- What this task involves: Please count the lines in the records below that contain the string "ceiling", with case counting, and give only the number.

[Object location annotation records]
───

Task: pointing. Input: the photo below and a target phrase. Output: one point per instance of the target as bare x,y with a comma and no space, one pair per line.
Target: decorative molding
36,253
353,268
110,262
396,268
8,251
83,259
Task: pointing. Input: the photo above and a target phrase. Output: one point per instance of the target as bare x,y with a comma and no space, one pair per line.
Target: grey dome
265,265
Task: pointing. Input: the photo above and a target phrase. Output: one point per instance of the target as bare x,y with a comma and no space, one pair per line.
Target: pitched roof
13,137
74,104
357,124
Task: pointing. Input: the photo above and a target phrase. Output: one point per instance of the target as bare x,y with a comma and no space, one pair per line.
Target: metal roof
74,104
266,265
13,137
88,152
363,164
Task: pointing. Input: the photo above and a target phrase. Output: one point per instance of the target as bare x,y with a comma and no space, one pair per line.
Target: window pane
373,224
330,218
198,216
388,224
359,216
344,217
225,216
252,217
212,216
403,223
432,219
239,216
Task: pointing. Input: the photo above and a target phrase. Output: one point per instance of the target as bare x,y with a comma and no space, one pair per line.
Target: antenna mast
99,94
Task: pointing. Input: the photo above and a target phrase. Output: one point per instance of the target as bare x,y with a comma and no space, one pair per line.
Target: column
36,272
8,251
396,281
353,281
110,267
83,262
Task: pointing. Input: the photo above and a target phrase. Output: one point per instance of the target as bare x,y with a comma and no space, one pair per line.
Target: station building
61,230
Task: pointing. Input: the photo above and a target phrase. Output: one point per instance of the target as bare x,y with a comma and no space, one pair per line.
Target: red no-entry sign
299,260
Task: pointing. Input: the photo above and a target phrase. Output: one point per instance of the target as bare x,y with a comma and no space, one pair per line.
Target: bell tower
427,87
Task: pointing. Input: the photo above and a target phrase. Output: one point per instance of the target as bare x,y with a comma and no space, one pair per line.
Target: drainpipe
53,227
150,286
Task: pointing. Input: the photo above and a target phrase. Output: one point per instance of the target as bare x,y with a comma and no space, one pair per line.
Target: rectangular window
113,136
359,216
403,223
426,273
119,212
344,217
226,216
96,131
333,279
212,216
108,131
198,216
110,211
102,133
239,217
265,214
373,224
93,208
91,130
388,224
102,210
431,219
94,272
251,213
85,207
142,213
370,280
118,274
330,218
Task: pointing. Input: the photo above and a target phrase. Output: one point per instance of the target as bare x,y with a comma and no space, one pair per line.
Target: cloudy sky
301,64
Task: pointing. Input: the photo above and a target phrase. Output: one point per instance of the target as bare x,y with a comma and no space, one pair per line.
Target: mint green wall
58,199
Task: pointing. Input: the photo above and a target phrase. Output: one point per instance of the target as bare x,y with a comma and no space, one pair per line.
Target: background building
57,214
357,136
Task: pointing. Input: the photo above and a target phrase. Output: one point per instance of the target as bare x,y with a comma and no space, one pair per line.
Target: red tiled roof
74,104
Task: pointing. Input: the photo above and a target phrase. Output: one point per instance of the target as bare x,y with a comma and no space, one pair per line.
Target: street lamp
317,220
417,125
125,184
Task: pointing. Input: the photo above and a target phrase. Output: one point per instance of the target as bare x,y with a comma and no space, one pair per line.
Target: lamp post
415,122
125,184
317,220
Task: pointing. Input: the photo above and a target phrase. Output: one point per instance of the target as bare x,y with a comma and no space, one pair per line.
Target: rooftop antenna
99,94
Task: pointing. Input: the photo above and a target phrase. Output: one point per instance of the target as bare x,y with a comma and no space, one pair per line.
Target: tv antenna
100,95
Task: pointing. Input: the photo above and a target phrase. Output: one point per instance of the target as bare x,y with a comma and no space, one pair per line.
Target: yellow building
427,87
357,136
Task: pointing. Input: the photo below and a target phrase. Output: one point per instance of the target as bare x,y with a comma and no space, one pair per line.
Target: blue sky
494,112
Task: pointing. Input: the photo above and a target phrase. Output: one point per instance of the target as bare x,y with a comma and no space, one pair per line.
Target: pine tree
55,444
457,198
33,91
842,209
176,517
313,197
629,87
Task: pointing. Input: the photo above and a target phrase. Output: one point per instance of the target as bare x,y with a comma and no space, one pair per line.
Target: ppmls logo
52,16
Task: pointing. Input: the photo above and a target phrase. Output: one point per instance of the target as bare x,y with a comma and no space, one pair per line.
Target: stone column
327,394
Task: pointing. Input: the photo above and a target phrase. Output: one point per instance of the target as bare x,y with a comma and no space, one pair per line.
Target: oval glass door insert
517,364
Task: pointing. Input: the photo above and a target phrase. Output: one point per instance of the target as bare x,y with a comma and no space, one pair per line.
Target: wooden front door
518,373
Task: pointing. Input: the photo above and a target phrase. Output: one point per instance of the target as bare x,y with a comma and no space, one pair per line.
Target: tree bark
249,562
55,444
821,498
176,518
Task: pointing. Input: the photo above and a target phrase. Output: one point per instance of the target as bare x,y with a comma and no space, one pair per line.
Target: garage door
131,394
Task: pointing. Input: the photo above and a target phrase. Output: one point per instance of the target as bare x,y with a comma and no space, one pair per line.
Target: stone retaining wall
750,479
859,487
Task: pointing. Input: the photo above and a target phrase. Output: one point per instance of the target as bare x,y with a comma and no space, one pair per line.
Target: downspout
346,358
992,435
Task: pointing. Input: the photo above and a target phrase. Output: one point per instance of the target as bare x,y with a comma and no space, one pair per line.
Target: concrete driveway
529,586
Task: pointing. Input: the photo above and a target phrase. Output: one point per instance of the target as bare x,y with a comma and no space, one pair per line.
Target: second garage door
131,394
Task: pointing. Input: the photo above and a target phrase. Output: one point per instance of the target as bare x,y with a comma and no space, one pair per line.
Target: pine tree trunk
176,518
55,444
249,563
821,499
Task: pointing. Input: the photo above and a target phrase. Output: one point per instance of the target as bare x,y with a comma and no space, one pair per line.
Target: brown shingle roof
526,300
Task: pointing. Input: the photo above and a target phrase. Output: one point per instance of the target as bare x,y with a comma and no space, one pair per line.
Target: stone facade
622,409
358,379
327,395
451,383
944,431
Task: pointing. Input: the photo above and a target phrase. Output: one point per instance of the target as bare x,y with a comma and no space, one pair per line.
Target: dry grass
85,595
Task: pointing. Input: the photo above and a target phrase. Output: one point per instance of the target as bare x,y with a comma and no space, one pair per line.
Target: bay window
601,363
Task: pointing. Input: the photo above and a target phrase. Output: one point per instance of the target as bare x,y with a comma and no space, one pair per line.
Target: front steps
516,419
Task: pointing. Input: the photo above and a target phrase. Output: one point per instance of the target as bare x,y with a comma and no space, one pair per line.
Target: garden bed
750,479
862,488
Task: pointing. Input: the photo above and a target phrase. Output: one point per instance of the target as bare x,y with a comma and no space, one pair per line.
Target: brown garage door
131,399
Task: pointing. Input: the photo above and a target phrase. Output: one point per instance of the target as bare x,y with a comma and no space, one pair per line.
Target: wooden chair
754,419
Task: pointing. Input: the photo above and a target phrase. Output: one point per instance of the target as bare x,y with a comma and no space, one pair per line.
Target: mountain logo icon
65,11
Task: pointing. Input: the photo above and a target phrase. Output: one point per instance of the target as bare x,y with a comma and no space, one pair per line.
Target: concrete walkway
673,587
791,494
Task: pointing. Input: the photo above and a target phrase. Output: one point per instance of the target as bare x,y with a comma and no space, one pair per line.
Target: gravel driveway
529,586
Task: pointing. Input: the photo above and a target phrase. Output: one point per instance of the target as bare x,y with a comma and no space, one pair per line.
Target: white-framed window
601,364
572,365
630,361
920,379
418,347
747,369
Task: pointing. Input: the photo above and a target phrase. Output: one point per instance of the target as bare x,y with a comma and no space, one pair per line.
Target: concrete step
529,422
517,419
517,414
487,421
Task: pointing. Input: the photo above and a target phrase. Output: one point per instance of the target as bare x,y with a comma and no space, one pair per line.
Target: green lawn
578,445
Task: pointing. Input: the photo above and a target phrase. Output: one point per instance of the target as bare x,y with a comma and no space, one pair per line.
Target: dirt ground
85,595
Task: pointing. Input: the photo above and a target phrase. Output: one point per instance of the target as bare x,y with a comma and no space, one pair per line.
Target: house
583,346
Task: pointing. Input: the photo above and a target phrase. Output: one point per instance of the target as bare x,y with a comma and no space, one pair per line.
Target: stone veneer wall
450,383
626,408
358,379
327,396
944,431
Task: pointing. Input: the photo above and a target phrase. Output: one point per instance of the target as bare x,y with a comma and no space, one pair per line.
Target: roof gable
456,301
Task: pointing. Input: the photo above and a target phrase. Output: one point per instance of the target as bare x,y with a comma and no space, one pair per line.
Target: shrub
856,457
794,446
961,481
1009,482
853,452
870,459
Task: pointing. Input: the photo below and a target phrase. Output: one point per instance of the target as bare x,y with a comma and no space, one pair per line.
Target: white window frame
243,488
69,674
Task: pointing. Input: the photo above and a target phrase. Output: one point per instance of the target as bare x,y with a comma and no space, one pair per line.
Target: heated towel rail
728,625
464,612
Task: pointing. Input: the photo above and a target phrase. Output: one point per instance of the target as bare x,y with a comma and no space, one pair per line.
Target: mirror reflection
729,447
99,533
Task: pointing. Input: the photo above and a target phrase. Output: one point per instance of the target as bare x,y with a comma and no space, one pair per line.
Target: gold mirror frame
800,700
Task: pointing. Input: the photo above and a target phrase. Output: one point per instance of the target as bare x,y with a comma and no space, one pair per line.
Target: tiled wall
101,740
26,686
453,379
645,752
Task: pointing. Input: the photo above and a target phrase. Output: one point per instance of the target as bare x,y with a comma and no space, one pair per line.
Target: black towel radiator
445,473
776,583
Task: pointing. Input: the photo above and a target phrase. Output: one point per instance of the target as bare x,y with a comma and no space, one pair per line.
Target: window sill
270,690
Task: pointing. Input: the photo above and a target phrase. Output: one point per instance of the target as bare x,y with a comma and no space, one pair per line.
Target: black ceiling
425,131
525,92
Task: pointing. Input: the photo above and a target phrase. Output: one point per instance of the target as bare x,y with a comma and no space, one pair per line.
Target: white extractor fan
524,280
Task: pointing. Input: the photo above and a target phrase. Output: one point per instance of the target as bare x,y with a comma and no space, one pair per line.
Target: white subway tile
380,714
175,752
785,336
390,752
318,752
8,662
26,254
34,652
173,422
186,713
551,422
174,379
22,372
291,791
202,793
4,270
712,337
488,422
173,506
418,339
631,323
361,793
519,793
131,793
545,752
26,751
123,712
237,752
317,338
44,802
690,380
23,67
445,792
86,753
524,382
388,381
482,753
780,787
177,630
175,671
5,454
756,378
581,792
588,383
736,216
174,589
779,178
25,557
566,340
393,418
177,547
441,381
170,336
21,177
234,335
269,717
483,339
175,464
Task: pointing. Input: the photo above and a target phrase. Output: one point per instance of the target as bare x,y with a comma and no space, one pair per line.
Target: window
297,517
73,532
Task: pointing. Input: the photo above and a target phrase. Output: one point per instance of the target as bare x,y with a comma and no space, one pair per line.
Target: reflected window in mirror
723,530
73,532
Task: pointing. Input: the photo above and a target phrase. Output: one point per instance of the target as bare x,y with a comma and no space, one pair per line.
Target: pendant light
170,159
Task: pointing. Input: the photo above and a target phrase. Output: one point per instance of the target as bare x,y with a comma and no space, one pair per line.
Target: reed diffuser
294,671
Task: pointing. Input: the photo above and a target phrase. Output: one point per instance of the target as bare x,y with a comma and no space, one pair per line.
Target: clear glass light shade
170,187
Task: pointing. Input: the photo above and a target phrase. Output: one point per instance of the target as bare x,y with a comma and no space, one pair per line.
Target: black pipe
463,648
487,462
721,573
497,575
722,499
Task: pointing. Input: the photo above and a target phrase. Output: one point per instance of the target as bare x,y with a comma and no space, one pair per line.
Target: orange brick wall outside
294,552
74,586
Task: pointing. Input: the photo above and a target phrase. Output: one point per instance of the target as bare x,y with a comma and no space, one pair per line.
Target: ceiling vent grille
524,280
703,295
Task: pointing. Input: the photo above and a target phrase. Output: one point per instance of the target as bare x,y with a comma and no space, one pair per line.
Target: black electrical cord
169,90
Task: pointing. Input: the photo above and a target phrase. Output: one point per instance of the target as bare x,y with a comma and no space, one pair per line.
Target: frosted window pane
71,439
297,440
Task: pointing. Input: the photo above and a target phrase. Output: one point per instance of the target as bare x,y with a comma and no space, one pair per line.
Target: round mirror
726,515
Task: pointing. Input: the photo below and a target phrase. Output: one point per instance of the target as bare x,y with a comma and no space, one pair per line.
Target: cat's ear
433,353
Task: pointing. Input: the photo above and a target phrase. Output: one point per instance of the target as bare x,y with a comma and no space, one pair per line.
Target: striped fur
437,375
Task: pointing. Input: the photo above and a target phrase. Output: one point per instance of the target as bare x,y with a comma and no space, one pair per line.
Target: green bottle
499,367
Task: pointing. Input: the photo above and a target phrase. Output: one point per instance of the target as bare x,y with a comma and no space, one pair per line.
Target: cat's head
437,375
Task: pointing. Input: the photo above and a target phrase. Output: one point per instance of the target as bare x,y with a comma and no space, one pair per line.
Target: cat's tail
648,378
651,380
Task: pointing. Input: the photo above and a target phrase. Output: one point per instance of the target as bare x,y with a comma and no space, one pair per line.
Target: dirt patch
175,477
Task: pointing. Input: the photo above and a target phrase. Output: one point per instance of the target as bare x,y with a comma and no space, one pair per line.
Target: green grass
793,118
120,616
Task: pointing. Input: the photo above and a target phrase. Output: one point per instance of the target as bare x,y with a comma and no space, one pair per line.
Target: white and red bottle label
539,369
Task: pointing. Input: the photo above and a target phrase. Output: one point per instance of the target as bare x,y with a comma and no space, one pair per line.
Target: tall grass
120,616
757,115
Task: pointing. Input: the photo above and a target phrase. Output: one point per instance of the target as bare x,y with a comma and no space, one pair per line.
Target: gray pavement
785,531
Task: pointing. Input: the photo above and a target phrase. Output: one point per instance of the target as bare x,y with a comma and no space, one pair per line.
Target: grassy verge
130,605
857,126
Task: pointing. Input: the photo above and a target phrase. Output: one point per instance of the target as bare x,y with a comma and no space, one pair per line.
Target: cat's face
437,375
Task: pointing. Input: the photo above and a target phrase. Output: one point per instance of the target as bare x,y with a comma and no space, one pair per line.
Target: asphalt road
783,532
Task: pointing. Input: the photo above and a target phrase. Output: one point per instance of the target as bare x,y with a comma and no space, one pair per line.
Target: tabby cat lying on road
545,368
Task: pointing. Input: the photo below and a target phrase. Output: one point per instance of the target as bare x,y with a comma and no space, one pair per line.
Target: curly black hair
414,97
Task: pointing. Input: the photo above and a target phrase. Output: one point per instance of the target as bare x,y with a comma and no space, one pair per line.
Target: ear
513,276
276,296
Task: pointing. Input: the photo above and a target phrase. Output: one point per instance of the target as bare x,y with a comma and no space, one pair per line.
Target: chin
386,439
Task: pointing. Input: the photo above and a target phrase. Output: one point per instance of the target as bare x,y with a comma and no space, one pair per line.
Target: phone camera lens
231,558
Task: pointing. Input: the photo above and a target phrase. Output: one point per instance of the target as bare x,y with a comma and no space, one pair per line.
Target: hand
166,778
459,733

───

- Correct response: 2